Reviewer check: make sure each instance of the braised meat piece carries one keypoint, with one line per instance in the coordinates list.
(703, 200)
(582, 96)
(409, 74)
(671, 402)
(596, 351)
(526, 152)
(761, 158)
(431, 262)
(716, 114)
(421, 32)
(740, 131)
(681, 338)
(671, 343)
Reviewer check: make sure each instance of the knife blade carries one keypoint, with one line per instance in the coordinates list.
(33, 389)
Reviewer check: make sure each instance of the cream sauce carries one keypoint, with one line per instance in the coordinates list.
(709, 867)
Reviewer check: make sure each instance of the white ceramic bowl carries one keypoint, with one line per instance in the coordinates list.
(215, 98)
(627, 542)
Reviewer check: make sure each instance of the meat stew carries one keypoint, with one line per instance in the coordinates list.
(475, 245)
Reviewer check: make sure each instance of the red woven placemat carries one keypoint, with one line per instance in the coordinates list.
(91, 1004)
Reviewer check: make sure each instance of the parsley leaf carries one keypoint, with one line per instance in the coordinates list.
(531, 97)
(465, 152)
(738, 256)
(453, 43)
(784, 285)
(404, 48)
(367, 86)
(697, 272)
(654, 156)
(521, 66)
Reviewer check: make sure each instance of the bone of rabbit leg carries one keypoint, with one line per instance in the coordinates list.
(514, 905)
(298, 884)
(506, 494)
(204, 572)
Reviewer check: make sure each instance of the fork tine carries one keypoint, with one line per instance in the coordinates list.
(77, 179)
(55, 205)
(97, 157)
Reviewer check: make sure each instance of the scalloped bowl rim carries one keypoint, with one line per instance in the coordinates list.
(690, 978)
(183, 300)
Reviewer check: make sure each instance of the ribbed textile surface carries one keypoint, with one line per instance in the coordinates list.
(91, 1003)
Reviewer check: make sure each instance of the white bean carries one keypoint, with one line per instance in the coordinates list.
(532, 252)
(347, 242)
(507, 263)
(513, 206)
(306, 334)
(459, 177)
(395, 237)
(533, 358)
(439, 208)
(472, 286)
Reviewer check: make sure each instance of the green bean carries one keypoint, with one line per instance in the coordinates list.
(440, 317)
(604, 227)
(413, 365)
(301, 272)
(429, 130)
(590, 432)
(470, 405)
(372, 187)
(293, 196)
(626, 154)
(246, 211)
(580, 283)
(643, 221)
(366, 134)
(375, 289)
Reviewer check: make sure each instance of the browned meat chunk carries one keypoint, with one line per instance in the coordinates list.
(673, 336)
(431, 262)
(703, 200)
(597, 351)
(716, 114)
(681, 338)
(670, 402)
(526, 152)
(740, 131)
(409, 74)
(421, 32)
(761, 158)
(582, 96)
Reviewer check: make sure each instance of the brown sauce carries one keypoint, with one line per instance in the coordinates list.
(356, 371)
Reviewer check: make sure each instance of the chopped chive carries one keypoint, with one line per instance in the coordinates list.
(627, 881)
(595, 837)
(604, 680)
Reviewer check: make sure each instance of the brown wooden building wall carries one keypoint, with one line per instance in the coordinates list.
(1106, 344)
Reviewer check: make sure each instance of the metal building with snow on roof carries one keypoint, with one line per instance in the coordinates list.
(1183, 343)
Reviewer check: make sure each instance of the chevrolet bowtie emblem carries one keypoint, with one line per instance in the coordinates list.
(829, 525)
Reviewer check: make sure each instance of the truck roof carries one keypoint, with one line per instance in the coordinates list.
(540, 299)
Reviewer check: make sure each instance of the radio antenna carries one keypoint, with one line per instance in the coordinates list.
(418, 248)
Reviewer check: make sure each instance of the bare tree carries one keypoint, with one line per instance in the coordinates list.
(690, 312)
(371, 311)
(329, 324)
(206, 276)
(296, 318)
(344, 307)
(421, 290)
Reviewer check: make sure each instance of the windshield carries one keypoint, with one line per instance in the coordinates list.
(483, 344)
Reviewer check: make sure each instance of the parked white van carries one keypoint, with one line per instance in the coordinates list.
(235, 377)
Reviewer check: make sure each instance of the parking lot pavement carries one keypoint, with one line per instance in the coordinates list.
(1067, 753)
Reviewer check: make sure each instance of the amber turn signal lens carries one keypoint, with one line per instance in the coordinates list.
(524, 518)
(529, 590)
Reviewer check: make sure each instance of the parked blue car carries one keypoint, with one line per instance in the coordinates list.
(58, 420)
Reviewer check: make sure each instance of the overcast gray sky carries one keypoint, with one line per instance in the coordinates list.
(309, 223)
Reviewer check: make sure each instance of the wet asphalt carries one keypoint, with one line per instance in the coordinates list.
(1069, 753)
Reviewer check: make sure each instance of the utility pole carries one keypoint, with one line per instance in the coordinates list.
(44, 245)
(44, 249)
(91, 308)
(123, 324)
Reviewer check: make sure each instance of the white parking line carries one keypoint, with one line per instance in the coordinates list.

● ● ●

Put the material above into a numbered list, one line per entry, and leave out any blank lines.

→ **SOLUTION FOR THIS TASK**:
1. Reviewer check: make sure each instance of the braised meat piece carries one keypoint, with one line per instance in the coordinates list.
2. (703, 200)
3. (582, 96)
4. (409, 74)
5. (671, 402)
6. (596, 351)
7. (526, 152)
8. (761, 158)
9. (431, 262)
10. (716, 114)
11. (421, 32)
12. (740, 131)
13. (681, 338)
14. (671, 343)
15. Reviewer check: make sure each instance of the knife blade carries one keypoint, with one line per instance in the coordinates list.
16. (33, 389)
17. Reviewer check: make sure each instance of the cream sauce carries one keypoint, with one line per instance in the coordinates list.
18. (709, 867)
19. Reviewer check: make sure each instance of the white ceramic bowl carries one keypoint, with one line per instance in the coordinates list.
20. (215, 98)
21. (627, 542)
22. Reviewer check: make sure each instance of the meat stew carries one keypoint, with one line per instance in the coordinates list.
23. (475, 245)
24. Reviewer check: make sure each instance of the red woven placemat carries one keypoint, with one line per instance in the coordinates list.
25. (91, 1004)
26. Reviewer check: make sure each instance of the parsley leaf carries one keypoint, with one line per instance in the coordinates list.
27. (531, 97)
28. (465, 152)
29. (738, 256)
30. (453, 43)
31. (784, 285)
32. (404, 48)
33. (367, 86)
34. (697, 272)
35. (654, 156)
36. (521, 66)
37. Reviewer check: make sure each instance of the bone of rabbit leg carries one keypoint, with one line per instance in the coordinates list.
38. (514, 905)
39. (298, 884)
40. (506, 494)
41. (204, 572)
42. Reviewer check: make sure each instance of the fork tine carries one keypoint, with one line per instance in the coordinates list.
43. (77, 179)
44. (55, 205)
45. (97, 157)
46. Reviewer check: make sure each instance of the scalloped bowl rim carries one keypoint, with one line per instance in the coordinates list.
47. (690, 978)
48. (183, 300)
49. Reviewer check: make sure each instance of the ribbed textile surface carries one keypoint, with one line per instance in the coordinates list.
50. (91, 1003)
51. Reviewer check: make sure each instance of the white bean carries one keypoint, with one line per instance in the coordinates list.
52. (532, 252)
53. (347, 242)
54. (507, 263)
55. (513, 206)
56. (306, 334)
57. (459, 177)
58. (395, 237)
59. (533, 358)
60. (439, 208)
61. (472, 286)
62. Reviewer check: make sure each instance of the green bean carries one keypoint, with one line per instance in the coordinates list.
63. (440, 317)
64. (604, 227)
65. (413, 365)
66. (301, 272)
67. (429, 130)
68. (590, 432)
69. (470, 405)
70. (372, 187)
71. (293, 196)
72. (626, 154)
73. (246, 211)
74. (580, 283)
75. (643, 221)
76. (366, 134)
77. (375, 289)
78. Reviewer check: make sure each instance of the browned meat chunk carries one keypoint, with one line per instance in the coordinates list.
79. (673, 336)
80. (431, 262)
81. (703, 200)
82. (597, 351)
83. (716, 114)
84. (681, 338)
85. (670, 402)
86. (526, 152)
87. (740, 131)
88. (409, 74)
89. (421, 32)
90. (761, 158)
91. (582, 96)
92. Reviewer check: make sure each instance of the brown sauce carries one keypoint, with one line per instance in the coordinates list.
93. (356, 371)
94. Reviewer check: make sure each instance of the chopped chive carries one keypoint, with one line per instance in the coordinates list.
95. (627, 881)
96. (595, 837)
97. (604, 680)
98. Reviewer check: make sure each instance of the brown wooden building wall carries one keypoint, with one line per instance in the coordinates list.
99. (1106, 344)
100. Reviewer check: make sure each instance of the metal building with snow on roof carries one keypoint, with one line per instance in the coordinates list.
101. (1183, 343)
102. Reviewer check: make sure each instance of the chevrolet bowtie emblem carries one keypoint, with one line per instance in the coordinates list.
103. (829, 525)
104. Reviewer check: make sure each instance of the truck roof carries one keypoint, with one line per instance in the coordinates list.
105. (540, 299)
106. Reviewer check: make sure each instance of the radio antenna carries one keypoint, with one line per instance in the coordinates list.
107. (418, 248)
108. Reviewer check: make sure each instance of the bare tree carries one keypoint, with one line per instance in the coordinates list.
109. (690, 312)
110. (371, 311)
111. (329, 324)
112. (206, 276)
113. (296, 318)
114. (344, 307)
115. (421, 290)
116. Reviewer check: make sure each instance of the windshield carries one keypoint, with one line per instance in the coordinates list.
117. (483, 344)
118. Reviewer check: make sure each instance of the parked white van carries one keypoint, with one line per instance in the coordinates list.
119. (235, 377)
120. Reviewer check: make sure each instance of the parking lot pavement carries one keypoint, with one line per instance in the coordinates list.
121. (1067, 753)
122. Reviewer check: make sure each instance of the amber turn signal lens carries one keypoint, with one line per instance in the coordinates list.
123. (524, 518)
124. (529, 590)
125. Reviewer check: make sure each instance of the parked blue car carries one keypoint, with one line per instance in the coordinates list.
126. (58, 420)
127. Reviewer check: make sure each instance of the overcast gray sky carries one keypoint, with one line per instance in the coordinates list.
128. (309, 223)
129. Reviewer check: make sure each instance of the wet asphalt carries one keypoint, with one line per instance in the coordinates list.
130. (1069, 753)
131. Reviewer check: make sure each instance of the utility pole carries one keypoint, with one line per instance in the coordinates list.
132. (44, 245)
133. (44, 249)
134. (91, 308)
135. (123, 324)
136. Reviewer check: make sure each instance of the white parking line carries one keypoint, with one line per instance in the coordinates list.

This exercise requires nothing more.